COLUMBIA -- Cigarettes in South Carolina will cost 50 cents more a pack, if the House and Senate can agree on a few final details and round up enough support to override an expected veto by Gov. Mark Sanford.

If the two bodies can't agree and the increase fails, then the state could lose up to $375 million in matching funds from the federal government for future health care costs because most legislators want to use the money to offset rising Medicaid expenses.

Cigarette tax advocates scored a victory Wednesday when supporters in the House were able to overcome attempts to cap the tax increase at 30 cents a pack. The House failed over several votes to significantly change the plan the Senate sent April 14.

The bill now goes to the Senate, which can agree to the revised version or push for legislative negotiators to work out a deal with the House.

Sanford has pledged to veto any tax increase that does not come with a corresponding decrease.

South Carolina's lowest-in-the-nation tax of 7 cents a pack has not been increased since 1977. The national average is now $1.40 per pack, having risen for the third time in the last month as more states opt to raise the tax.

The only difference in the versions passed by the House and Senate is $1 million the House wants to set aside for the marketing of South Carolina-grown crops and $3 million the Senate designated in money from the tobacco lawsuit settlement toward infrastructure improvements along Interstate 95. The Senate also agreed to pay $1 million out of the tobacco settlement to the Department of Agriculture for advertising.

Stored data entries
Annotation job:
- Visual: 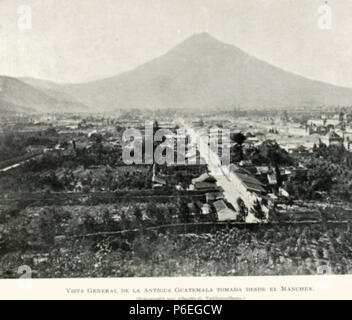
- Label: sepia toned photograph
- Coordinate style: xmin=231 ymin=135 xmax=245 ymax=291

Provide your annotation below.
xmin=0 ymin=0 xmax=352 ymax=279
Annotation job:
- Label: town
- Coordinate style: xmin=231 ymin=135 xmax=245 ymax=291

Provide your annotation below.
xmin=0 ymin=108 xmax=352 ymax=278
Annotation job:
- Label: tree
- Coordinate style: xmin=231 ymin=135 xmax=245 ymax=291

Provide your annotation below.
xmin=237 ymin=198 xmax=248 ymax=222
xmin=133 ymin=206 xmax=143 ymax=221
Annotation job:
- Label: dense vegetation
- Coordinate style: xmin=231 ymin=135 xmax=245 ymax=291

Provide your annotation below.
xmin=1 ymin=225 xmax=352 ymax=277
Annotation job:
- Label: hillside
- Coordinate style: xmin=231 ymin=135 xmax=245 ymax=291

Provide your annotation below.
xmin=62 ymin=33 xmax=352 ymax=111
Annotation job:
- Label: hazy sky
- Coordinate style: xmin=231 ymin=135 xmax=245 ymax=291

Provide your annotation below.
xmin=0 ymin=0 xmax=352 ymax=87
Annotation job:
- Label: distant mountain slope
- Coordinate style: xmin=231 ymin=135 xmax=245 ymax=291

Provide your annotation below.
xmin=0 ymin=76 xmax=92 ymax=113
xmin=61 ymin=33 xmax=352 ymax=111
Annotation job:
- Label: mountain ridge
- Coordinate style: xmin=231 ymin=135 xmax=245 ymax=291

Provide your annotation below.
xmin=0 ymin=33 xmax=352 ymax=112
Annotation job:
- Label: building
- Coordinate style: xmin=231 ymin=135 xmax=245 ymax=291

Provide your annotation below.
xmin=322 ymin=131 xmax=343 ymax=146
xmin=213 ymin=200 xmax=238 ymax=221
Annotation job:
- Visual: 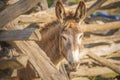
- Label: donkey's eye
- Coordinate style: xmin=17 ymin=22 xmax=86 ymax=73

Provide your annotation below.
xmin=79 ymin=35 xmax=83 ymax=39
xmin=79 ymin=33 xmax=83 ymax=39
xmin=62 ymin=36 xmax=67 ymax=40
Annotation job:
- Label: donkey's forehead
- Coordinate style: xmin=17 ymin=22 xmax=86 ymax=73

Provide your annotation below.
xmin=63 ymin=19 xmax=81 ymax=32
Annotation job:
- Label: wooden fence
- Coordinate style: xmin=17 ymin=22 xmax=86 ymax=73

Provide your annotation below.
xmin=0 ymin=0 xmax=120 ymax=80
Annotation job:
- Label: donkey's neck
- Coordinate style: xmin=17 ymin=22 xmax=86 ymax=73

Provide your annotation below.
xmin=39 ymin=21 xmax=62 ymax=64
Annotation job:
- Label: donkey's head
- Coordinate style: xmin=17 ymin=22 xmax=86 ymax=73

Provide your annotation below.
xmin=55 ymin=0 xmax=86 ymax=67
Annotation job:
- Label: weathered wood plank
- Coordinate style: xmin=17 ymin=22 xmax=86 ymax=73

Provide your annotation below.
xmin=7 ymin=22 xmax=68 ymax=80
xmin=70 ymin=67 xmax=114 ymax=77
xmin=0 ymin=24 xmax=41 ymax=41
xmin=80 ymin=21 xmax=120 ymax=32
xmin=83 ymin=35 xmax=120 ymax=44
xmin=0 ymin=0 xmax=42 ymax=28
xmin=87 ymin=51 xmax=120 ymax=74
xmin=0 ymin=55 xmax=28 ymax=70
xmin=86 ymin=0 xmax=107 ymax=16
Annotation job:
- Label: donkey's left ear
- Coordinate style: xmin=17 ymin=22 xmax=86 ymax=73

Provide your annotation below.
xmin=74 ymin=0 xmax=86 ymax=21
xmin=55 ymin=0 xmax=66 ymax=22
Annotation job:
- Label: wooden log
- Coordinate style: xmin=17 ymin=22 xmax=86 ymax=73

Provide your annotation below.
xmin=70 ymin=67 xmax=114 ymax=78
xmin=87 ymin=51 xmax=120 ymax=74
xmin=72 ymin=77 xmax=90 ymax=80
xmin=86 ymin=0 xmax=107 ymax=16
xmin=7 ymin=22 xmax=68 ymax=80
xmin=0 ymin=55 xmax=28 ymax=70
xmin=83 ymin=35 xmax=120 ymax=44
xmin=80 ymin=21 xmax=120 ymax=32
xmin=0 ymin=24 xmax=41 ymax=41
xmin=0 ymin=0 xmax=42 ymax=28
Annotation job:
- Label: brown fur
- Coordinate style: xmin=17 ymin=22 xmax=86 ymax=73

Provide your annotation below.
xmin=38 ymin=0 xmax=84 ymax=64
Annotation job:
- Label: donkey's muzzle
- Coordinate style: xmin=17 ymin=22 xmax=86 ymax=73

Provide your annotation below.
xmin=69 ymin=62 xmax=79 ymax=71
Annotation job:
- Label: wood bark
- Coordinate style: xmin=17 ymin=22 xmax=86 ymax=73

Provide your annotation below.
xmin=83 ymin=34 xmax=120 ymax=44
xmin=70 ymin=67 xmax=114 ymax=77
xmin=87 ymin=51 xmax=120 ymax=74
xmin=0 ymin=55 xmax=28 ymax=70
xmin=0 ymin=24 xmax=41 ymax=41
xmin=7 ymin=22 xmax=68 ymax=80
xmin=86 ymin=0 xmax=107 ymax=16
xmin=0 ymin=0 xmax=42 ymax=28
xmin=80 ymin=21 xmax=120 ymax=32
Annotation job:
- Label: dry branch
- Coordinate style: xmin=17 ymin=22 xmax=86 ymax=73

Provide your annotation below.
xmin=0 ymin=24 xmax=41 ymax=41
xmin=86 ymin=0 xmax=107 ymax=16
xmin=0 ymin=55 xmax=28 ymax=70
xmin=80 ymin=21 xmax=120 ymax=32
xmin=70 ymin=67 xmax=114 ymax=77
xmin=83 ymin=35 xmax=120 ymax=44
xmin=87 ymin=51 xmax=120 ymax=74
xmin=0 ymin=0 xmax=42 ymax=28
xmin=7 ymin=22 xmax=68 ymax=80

## [PROBLEM TO WORK ON]
According to the article on South Carolina's cigarette tax, what has Gov. Mark Sanford pledged to do? The rows above are separate from the article and do not relate to it.

## [OUTPUT OF THE EXERCISE]
He has pledged to veto any tax increase that does not come with a corresponding decrease.